[Excerpts of location labeling data]

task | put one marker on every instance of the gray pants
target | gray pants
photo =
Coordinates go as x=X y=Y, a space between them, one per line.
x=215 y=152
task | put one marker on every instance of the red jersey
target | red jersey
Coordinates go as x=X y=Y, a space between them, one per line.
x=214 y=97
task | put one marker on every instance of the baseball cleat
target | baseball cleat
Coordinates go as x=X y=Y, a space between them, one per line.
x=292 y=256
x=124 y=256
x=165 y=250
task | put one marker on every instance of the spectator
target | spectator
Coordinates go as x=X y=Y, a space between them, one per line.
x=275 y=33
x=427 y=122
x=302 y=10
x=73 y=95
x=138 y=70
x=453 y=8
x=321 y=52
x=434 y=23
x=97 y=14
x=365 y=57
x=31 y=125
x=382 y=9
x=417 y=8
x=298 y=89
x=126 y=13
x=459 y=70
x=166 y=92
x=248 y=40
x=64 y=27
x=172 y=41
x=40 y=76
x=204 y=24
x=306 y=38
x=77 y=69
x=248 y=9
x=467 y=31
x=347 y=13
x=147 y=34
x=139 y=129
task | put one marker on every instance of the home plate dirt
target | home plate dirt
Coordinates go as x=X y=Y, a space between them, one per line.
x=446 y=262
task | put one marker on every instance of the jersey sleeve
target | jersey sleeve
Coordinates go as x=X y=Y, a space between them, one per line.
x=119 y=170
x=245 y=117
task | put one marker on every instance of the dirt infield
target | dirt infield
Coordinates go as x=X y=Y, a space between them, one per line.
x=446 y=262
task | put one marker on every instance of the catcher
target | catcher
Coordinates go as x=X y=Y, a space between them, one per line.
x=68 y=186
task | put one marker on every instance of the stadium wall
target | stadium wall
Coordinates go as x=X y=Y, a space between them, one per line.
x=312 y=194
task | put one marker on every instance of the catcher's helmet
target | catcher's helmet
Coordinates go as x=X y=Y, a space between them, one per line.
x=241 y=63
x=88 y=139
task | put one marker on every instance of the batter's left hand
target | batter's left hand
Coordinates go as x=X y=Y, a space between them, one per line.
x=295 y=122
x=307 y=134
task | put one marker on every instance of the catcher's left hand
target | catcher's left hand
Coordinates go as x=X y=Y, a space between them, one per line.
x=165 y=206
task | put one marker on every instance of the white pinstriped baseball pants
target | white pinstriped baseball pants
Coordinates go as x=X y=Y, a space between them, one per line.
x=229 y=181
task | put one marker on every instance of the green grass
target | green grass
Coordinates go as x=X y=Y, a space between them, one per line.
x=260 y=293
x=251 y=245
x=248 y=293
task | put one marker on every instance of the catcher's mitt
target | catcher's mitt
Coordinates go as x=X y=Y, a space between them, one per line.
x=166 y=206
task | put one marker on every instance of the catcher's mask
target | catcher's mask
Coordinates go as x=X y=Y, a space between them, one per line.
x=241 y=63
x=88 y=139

**Request:**
Lay out the listing above as a two-column CSV headed instruction and response. Give one row for each marker instruction and its coordinates, with every field in quotation marks and line breaks turned into spaces.

**Answer below:**
instruction,response
"task | put one marker on every instance of the gray pants target | gray pants photo = Coordinates go as x=X y=Y, a space between them, one per line.","x=215 y=152"
"task | put one marker on every instance of the red jersey target | red jersey Coordinates go as x=X y=Y, a space between them, one per line.","x=214 y=97"
"task | put one marker on every instance of the baseball cleat target | baseball cleat Coordinates go as x=X y=Y, a space between them, one per line.","x=292 y=256 x=124 y=256 x=165 y=250"
"task | put one marker on every instance of the spectator target | spectator Coordinates go as x=X y=Y, a space between them, one per line.","x=275 y=33 x=427 y=122 x=302 y=10 x=73 y=95 x=138 y=70 x=453 y=8 x=321 y=52 x=434 y=23 x=97 y=14 x=365 y=57 x=31 y=125 x=382 y=9 x=417 y=8 x=298 y=89 x=126 y=13 x=459 y=70 x=166 y=92 x=248 y=40 x=64 y=27 x=172 y=41 x=40 y=76 x=204 y=24 x=306 y=38 x=77 y=69 x=248 y=9 x=467 y=31 x=347 y=13 x=147 y=34 x=139 y=129"
"task | put one marker on every instance of the home plate dirt target | home plate dirt Coordinates go as x=X y=Y, a space between them, one per line.","x=446 y=262"
"task | put one marker on every instance of the jersey sleeve target | jersey sleeve Coordinates go as x=X y=Y, a space between them, one per line.","x=119 y=170 x=245 y=117"
"task | put one marker on every instance of the dirt infield target | dirt infield Coordinates go as x=X y=Y, a space between them, one per line.","x=446 y=262"
"task | put one marker on every instance of the catcher target | catcher Coordinates go as x=X y=Y, a space between them, one per line.","x=68 y=186"
"task | put one marker on every instance of the stadium wall target | stadium wall Coordinates go as x=X y=Y, a space between them, one per line.","x=312 y=194"
"task | put one marker on every instance of the catcher's helmet target | catcher's helmet Coordinates go as x=X y=Y, a space between them, one per line.","x=241 y=63 x=88 y=139"
"task | put one marker on every instance of the batter's left hand target | batter's left hand Coordinates go as x=X y=Y, a space between them, one per line.","x=295 y=122 x=307 y=134"
"task | put one marker on every instance of the catcher's left hand target | catcher's left hand Coordinates go as x=X y=Y, a space between them, one per line.","x=165 y=206"
"task | put one marker on every instance of the white pinstriped baseball pants target | white pinstriped baseball pants Coordinates go as x=X y=Y, a space between them, one per line.","x=229 y=181"
"task | put one marker on every instance of the green grass target | green grass Coordinates go as x=X y=Y, a space between them, one per line.","x=260 y=293 x=251 y=245 x=248 y=293"
"task | put one marker on every instance of the catcher's mitt target | catcher's mitt Coordinates go as x=X y=Y, a space between them, one per line.","x=166 y=206"
"task | put one marker on every instance of the catcher's mask target | catcher's mask Coordinates go as x=X y=Y, a space between them, one per line.","x=241 y=63 x=88 y=139"